** MATERIALS PROVIDED **

══════════════════════════════

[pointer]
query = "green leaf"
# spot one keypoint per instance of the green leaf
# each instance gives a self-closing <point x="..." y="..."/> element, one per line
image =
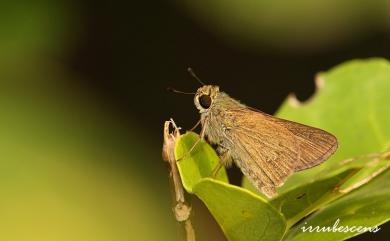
<point x="198" y="163"/>
<point x="241" y="214"/>
<point x="368" y="206"/>
<point x="301" y="201"/>
<point x="350" y="102"/>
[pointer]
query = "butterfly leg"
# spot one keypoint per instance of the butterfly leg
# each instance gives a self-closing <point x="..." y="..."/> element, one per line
<point x="225" y="160"/>
<point x="194" y="145"/>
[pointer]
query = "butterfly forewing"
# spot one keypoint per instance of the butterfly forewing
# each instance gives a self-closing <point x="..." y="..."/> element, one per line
<point x="270" y="149"/>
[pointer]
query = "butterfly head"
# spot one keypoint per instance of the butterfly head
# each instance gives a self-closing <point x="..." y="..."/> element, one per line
<point x="205" y="97"/>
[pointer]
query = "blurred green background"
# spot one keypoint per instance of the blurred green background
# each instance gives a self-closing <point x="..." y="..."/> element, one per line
<point x="83" y="99"/>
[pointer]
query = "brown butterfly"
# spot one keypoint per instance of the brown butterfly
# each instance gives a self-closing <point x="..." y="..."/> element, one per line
<point x="267" y="149"/>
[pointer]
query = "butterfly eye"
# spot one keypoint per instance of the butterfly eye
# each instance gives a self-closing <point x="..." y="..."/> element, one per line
<point x="205" y="101"/>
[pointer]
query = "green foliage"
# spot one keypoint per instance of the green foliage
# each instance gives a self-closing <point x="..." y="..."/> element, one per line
<point x="352" y="186"/>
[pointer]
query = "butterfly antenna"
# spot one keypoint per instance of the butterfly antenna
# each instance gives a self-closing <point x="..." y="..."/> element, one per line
<point x="170" y="89"/>
<point x="194" y="75"/>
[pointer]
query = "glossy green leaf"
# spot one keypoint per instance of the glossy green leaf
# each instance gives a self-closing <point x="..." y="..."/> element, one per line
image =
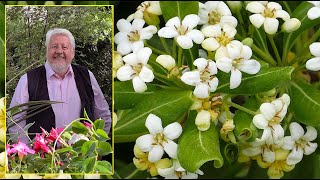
<point x="244" y="129"/>
<point x="172" y="9"/>
<point x="198" y="147"/>
<point x="88" y="147"/>
<point x="126" y="98"/>
<point x="168" y="105"/>
<point x="89" y="164"/>
<point x="103" y="167"/>
<point x="265" y="80"/>
<point x="305" y="103"/>
<point x="79" y="128"/>
<point x="104" y="148"/>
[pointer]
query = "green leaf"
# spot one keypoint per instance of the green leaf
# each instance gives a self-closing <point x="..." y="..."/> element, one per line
<point x="126" y="98"/>
<point x="89" y="164"/>
<point x="168" y="105"/>
<point x="98" y="124"/>
<point x="305" y="103"/>
<point x="244" y="129"/>
<point x="265" y="80"/>
<point x="197" y="147"/>
<point x="104" y="148"/>
<point x="171" y="9"/>
<point x="103" y="167"/>
<point x="88" y="147"/>
<point x="79" y="128"/>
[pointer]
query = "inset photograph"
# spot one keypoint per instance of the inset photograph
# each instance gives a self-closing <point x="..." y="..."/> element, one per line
<point x="59" y="89"/>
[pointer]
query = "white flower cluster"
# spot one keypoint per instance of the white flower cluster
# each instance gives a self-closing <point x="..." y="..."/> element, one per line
<point x="150" y="148"/>
<point x="272" y="150"/>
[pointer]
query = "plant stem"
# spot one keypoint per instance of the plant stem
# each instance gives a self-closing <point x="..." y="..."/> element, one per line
<point x="154" y="49"/>
<point x="274" y="47"/>
<point x="132" y="174"/>
<point x="180" y="57"/>
<point x="241" y="108"/>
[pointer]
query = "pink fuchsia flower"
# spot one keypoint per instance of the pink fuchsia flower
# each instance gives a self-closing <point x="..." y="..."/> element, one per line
<point x="40" y="143"/>
<point x="21" y="148"/>
<point x="54" y="133"/>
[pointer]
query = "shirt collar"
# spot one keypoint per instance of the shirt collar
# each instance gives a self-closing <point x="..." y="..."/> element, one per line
<point x="50" y="73"/>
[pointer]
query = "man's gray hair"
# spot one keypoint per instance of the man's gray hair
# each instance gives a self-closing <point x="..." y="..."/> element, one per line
<point x="61" y="31"/>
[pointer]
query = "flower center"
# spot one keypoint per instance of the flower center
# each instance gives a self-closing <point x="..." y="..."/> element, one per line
<point x="268" y="13"/>
<point x="134" y="36"/>
<point x="223" y="39"/>
<point x="181" y="29"/>
<point x="214" y="17"/>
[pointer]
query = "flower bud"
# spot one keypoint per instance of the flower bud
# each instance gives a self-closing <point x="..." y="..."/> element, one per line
<point x="203" y="120"/>
<point x="234" y="6"/>
<point x="166" y="61"/>
<point x="247" y="41"/>
<point x="291" y="25"/>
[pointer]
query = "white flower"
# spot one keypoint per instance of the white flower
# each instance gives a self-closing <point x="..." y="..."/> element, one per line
<point x="77" y="137"/>
<point x="159" y="139"/>
<point x="314" y="12"/>
<point x="131" y="36"/>
<point x="203" y="77"/>
<point x="270" y="119"/>
<point x="152" y="7"/>
<point x="314" y="63"/>
<point x="176" y="172"/>
<point x="236" y="58"/>
<point x="183" y="31"/>
<point x="136" y="69"/>
<point x="215" y="12"/>
<point x="299" y="142"/>
<point x="218" y="36"/>
<point x="291" y="25"/>
<point x="266" y="14"/>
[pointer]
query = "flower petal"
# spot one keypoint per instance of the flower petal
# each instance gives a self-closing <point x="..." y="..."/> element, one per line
<point x="154" y="124"/>
<point x="295" y="156"/>
<point x="235" y="78"/>
<point x="138" y="84"/>
<point x="144" y="142"/>
<point x="271" y="25"/>
<point x="172" y="131"/>
<point x="196" y="36"/>
<point x="257" y="20"/>
<point x="201" y="90"/>
<point x="124" y="73"/>
<point x="250" y="66"/>
<point x="185" y="42"/>
<point x="155" y="154"/>
<point x="171" y="148"/>
<point x="296" y="131"/>
<point x="191" y="78"/>
<point x="191" y="21"/>
<point x="313" y="64"/>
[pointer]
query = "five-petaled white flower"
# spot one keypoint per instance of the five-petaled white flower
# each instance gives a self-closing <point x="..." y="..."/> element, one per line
<point x="136" y="69"/>
<point x="183" y="31"/>
<point x="152" y="7"/>
<point x="131" y="36"/>
<point x="236" y="58"/>
<point x="270" y="118"/>
<point x="314" y="63"/>
<point x="299" y="142"/>
<point x="215" y="12"/>
<point x="266" y="14"/>
<point x="314" y="12"/>
<point x="203" y="77"/>
<point x="159" y="139"/>
<point x="176" y="171"/>
<point x="217" y="36"/>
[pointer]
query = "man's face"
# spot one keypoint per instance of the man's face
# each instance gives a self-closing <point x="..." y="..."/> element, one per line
<point x="60" y="53"/>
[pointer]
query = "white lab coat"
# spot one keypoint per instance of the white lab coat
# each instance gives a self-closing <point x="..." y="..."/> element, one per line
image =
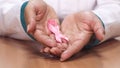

══════════════════════════════

** WHAT YOU HAVE TO DO **
Report each line in the entries above that contains the word "head".

** SOLVED PROBLEM **
query = "butterfly head"
# spot one keypoint per instance of the butterfly head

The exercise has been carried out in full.